Work item =>
All records below must be reproduced exactly, although any pictures they contain are to be omitted.

Data for the task =>
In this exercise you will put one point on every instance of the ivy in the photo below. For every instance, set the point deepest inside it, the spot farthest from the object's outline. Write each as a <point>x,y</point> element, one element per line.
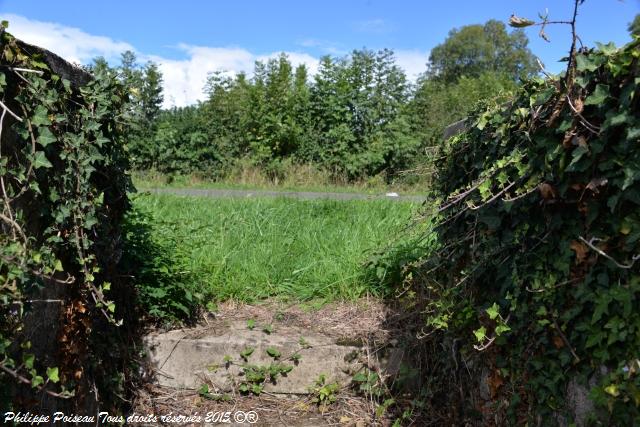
<point>62,197</point>
<point>538,222</point>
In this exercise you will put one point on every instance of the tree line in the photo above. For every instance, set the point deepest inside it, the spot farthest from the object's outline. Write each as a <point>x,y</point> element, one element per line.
<point>357,117</point>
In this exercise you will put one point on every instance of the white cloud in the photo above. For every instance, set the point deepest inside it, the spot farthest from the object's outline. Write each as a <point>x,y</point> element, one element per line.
<point>71,43</point>
<point>413,62</point>
<point>376,26</point>
<point>184,79</point>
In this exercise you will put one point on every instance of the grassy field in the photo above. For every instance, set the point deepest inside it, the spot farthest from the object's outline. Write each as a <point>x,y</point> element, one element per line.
<point>293,249</point>
<point>301,180</point>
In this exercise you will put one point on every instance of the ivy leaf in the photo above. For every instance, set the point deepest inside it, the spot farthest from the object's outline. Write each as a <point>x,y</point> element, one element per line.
<point>493,311</point>
<point>480,333</point>
<point>41,117</point>
<point>28,361</point>
<point>45,136</point>
<point>584,63</point>
<point>52,374</point>
<point>36,381</point>
<point>246,352</point>
<point>273,352</point>
<point>612,390</point>
<point>599,95</point>
<point>41,161</point>
<point>501,329</point>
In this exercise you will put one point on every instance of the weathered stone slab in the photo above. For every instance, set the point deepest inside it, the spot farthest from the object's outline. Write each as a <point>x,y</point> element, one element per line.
<point>190,358</point>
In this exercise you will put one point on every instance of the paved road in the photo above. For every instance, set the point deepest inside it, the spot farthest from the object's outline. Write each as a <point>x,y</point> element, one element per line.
<point>304,195</point>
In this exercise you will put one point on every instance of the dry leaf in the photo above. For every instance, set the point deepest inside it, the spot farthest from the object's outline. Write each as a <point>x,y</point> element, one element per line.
<point>558,342</point>
<point>580,249</point>
<point>547,191</point>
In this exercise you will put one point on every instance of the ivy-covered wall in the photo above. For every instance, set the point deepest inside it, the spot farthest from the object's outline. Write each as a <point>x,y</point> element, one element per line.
<point>533,293</point>
<point>62,199</point>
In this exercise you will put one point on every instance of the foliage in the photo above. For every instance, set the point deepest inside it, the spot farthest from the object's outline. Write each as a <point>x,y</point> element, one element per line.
<point>63,184</point>
<point>159,268</point>
<point>474,50</point>
<point>324,393</point>
<point>634,26</point>
<point>250,249</point>
<point>538,242</point>
<point>437,104</point>
<point>144,86</point>
<point>349,120</point>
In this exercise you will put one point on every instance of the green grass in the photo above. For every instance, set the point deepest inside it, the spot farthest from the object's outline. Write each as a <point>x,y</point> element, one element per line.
<point>148,180</point>
<point>292,249</point>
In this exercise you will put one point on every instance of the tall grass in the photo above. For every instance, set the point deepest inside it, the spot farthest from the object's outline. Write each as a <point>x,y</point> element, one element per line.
<point>293,176</point>
<point>293,249</point>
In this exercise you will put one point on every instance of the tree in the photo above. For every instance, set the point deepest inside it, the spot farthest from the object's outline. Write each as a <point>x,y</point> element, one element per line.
<point>475,49</point>
<point>634,26</point>
<point>151,97</point>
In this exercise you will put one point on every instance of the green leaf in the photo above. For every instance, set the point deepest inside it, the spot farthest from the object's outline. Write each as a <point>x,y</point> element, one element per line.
<point>28,360</point>
<point>41,161</point>
<point>247,352</point>
<point>599,95</point>
<point>502,328</point>
<point>45,136</point>
<point>273,352</point>
<point>41,117</point>
<point>204,390</point>
<point>480,333</point>
<point>52,374</point>
<point>493,311</point>
<point>585,63</point>
<point>37,381</point>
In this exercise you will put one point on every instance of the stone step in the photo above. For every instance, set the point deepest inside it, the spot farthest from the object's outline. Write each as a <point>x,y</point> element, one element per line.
<point>189,358</point>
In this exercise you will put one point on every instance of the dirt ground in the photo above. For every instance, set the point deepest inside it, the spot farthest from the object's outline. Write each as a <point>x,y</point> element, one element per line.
<point>367,322</point>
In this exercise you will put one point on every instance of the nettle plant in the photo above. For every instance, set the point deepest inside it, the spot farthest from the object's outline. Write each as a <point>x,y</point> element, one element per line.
<point>62,197</point>
<point>538,258</point>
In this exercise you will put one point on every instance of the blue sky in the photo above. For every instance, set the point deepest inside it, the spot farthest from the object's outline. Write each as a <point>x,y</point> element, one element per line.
<point>191,38</point>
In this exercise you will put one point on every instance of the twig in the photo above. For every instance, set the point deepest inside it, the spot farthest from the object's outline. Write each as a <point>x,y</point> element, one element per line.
<point>591,128</point>
<point>566,341</point>
<point>500,193</point>
<point>15,116</point>
<point>25,380</point>
<point>589,243</point>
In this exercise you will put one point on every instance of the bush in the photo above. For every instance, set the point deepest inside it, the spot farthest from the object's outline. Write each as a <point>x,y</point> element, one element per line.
<point>535,278</point>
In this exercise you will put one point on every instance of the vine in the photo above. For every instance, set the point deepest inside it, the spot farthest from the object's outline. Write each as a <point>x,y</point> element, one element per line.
<point>63,194</point>
<point>535,284</point>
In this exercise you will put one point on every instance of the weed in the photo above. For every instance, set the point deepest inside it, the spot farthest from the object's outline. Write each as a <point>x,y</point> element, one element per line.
<point>253,249</point>
<point>324,394</point>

Finished task =>
In this exercise you will put one point on every instance of the ivy in the photo below. For every instance, set the point deepest inside it, the spot farthest from the object's outline. Write each as a <point>x,y</point> element, one element per line.
<point>62,197</point>
<point>538,222</point>
In this exercise you will put one point on every instance of the tree line in the photo above. For every instance, set the point deepest inside it, the spot farthest from the object's outline. Write each as a <point>x,y</point> element, one element per line.
<point>357,117</point>
In this exercise you will put one point on every instance of the white cloud in the photo above. For every instance, set the point deepest inside it, the spot farthest from the object's outline. Write each as a <point>x,y</point> element, one element per line.
<point>71,43</point>
<point>413,62</point>
<point>376,26</point>
<point>184,79</point>
In this exercise you will put one point on every instance of the grassy field in the photo above. For every instance, set the point deepest inside it, the spot farthest from the object's outline. Write each as a <point>x,y</point> element, one element per line.
<point>293,249</point>
<point>301,180</point>
In this exercise you will put one point on every instance of the ivy leaf in the photo above. For every instance, set the point deepest inside it, the spot farthest from the object's outline. Write each as a <point>x,y</point> element, one element per line.
<point>493,311</point>
<point>480,333</point>
<point>41,117</point>
<point>28,361</point>
<point>45,136</point>
<point>584,63</point>
<point>52,374</point>
<point>36,381</point>
<point>246,352</point>
<point>273,352</point>
<point>612,390</point>
<point>599,95</point>
<point>41,161</point>
<point>501,329</point>
In this exercise you will put one point on every instance of the weathered stone slab in the photo above. For every instance, set the point deepest inside it, the spot farthest from the object's outline. Write each as a <point>x,y</point> element, one element per line.
<point>190,358</point>
In this exercise you will put one point on every instance of the paved road in the photo above. For every instance, set the point deepest inside it, the spot farthest from the object's outline. Write each as a <point>x,y</point> element, one element per line.
<point>304,195</point>
In this exercise you will put one point on every instance of the dry leaf in the photo above. For every instance, set the point deepest inside it, the spot farthest from the object's outline. Write each as a <point>x,y</point> element, one element per line.
<point>558,342</point>
<point>580,249</point>
<point>547,191</point>
In this exercise you will put one point on every instance of the ivy-covered wall in the photo above. For every instance, set the point deepest inside it, the spot farthest from the object's outline. Write each as a <point>x,y</point> element, one element per line.
<point>533,293</point>
<point>62,199</point>
In this exercise you will put one point on every instance of the foliage in the photo above. For every instance, set the point deepest inside it, the spot farthest from the object's outline. Write each as a <point>x,y</point> element, one element per line.
<point>63,184</point>
<point>159,268</point>
<point>474,50</point>
<point>324,393</point>
<point>634,26</point>
<point>250,249</point>
<point>538,242</point>
<point>437,104</point>
<point>144,86</point>
<point>349,120</point>
In this exercise you will put one point on every instance of the green grass in the photo above. For every instance, set the point deepest inside it, the spot farthest from the object's outline. Write each as a <point>x,y</point> element, one element per line.
<point>148,180</point>
<point>292,249</point>
In this exercise you will put one point on every instance of the tall grass in the photo above. For every instance, set the point deepest inside it, the spot farthest from the object's outline. Write each as a <point>x,y</point> element, one element per line.
<point>293,176</point>
<point>293,249</point>
In this exercise you will put one point on every instance of the tree in the photo above. For every instance, set the point deepest inside it, the spot farthest from the object's outline. Write each as a <point>x,y</point> element, one element per line.
<point>475,49</point>
<point>634,26</point>
<point>151,97</point>
In this exercise you will put one point on every instance of the green leaf in the photo above. For every instance, set the point deepest inside it, the spot farthest from the object's outline. Write each as a <point>x,y</point> element, one element per line.
<point>28,360</point>
<point>41,161</point>
<point>247,352</point>
<point>599,95</point>
<point>502,328</point>
<point>45,136</point>
<point>273,352</point>
<point>41,117</point>
<point>204,390</point>
<point>480,333</point>
<point>52,374</point>
<point>493,311</point>
<point>585,63</point>
<point>37,381</point>
In this exercise you will put one point on every instance of the stone step in the photo above. For every instance, set the point deepest inside it, the spot farthest from the object's outline. Write each as a <point>x,y</point> element, one element per line.
<point>189,358</point>
In this exercise you will put one point on every instance of the dirt ground in the photo above. For every instance, set the point deepest inside it, the spot farthest from the object's outline. Write each as a <point>x,y</point> element, one element per line.
<point>367,322</point>
In this exercise you will put one point on every instance of the nettle plant in the photo above. For every instance, set the point deepest inside it, the spot farthest from the object's outline. Write each as a <point>x,y</point> element, one element per line.
<point>62,197</point>
<point>538,258</point>
In this exercise you will put one point on every instance of the blue sky in the photo above. For every instance, set the point deepest inside it, the spot farthest from the object's outline. Write each as a <point>x,y</point> element, one element per line.
<point>191,38</point>
In this exercise you will put one point on every instance of the twig in the photo above. For every instance, set the point deepest inside it, the spot farthest from the object's outline. Write each as a <point>x,y</point> element, one element per line.
<point>591,128</point>
<point>566,341</point>
<point>500,193</point>
<point>15,116</point>
<point>25,380</point>
<point>589,243</point>
In this exercise you will put one point on every instance of the bush in the photo above. For every instance, set the point deepest inside it, the spot farthest from the object's outline. Write each as a <point>x,y</point> element, one element per line.
<point>535,278</point>
In this exercise you will put one point on every instance of the vine in the photo above. For every instance, set the point deepest inside it, the spot farthest from the object's outline. Write each as a <point>x,y</point> element, one element per line.
<point>63,194</point>
<point>535,284</point>
In this exercise you will put one point on every instance of the weed in the photo above. For every instance, set the point deepest inside it, the spot farthest from the object's outline. Write each as a <point>x,y</point> element, one element per line.
<point>253,249</point>
<point>324,394</point>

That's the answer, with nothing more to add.